▸ SELECTED TEXT
*****

The best strategies first help you identify what really matters to you in life.
Fam Pract Manag. 2002 Mar;9(3):64.
Many of the time management tips we experts have been recommending over the years simply aren’t effective anymore. For example, “prioritize your to-do list by A, B and C”? Chances are slim to none that you’ll ever get to the Cs. Technology has quickened the pace of our lives to the point that we can’t possibly do it all. Lag time has virtually disappeared. People expect answers now, not next week. So what can you do?
Find your 20 percent
One of the best time management techniques I can offer you is to help you make some decisions about how you really want to use your time. The old 80/20 rule of time management, which says that 20 percent of your efforts produce 80 percent of the results you want, is more relevant than ever today. [See “The 80/20 Rule of Time Management,” FPM September 2000, page 76.] The trick to having ongoing satisfaction is to focus on the things you value most – your “20 percent.”
To identify your 20 percent, ask yourself what aspects of your professional and personal life have the most value to you. Write down your answers as a reminder to yourself. For Gordon Moore, MD, the doctor-patient interaction is the foundation of the excellent patient care he wants to provide [see page 25]. He designed his new practice around that value, and his satisfaction has risen dramatically.

*****

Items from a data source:
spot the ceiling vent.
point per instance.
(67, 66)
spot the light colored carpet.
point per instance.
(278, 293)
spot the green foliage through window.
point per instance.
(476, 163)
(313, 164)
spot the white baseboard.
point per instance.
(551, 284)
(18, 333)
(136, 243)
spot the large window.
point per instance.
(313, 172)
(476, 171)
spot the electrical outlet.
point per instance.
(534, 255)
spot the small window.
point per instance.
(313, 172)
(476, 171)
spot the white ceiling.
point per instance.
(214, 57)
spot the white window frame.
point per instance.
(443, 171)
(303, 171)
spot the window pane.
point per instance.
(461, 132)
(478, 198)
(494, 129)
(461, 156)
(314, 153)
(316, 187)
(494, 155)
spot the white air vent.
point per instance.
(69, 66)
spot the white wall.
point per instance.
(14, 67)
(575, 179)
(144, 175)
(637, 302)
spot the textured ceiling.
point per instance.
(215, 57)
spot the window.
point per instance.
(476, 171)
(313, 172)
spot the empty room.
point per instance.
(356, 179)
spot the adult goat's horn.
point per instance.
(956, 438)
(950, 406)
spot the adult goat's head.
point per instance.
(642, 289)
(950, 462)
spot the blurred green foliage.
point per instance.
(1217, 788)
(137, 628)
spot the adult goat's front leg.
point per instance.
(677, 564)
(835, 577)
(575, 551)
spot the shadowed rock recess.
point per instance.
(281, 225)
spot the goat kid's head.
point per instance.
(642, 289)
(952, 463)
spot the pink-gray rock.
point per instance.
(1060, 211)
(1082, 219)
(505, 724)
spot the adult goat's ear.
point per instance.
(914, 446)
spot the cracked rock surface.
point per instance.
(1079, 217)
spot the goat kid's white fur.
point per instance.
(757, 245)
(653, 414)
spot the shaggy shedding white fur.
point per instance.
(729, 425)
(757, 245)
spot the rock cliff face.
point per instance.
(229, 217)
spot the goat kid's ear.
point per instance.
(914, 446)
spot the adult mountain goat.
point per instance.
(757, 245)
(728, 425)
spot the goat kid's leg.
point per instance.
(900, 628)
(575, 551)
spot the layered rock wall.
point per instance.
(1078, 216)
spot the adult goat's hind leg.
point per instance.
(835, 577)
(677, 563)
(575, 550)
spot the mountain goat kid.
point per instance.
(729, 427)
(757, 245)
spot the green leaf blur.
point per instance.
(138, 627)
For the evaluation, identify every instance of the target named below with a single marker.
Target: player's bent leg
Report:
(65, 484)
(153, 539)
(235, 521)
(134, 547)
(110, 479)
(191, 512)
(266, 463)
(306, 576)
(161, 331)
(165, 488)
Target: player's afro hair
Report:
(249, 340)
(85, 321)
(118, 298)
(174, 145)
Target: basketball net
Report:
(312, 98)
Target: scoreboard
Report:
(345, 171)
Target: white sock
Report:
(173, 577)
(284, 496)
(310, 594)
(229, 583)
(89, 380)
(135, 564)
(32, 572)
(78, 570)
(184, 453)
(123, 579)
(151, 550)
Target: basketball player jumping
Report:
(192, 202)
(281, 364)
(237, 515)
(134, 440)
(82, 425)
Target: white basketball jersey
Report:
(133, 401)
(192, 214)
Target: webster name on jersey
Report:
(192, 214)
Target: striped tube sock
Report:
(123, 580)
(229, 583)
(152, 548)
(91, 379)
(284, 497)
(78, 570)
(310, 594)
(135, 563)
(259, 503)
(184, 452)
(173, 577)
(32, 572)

*****

▸ PROBLEMS TO SOLVE
• A. Please repeat the passage from the time management article, starting at "Find your 20" and ending at "has risen dramatically.".
• B. According to the time management article, what does the old 80/20 rule say?

▸ EXERCISE RESPONSES
• A.
Find your 20 percent
One of the best time management techniques I can offer you is to help you make some decisions about how you really want to use your time. The old 80/20 rule of time management, which says that 20 percent of your efforts produce 80 percent of the results you want, is more relevant than ever today. [See “The 80/20 Rule of Time Management,” FPM September 2000, page 76.] The trick to having ongoing satisfaction is to focus on the things you value most – your “20 percent.”
To identify your 20 percent, ask yourself what aspects of your professional and personal life have the most value to you. Write down your answers as a reminder to yourself. For Gordon Moore, MD, the doctor-patient interaction is the foundation of the excellent patient care he wants to provide [see page 25]. He designed his new practice around that value, and his satisfaction has risen dramatically.

• B. Twenty percent of your efforts produce 80 percent of the results you want.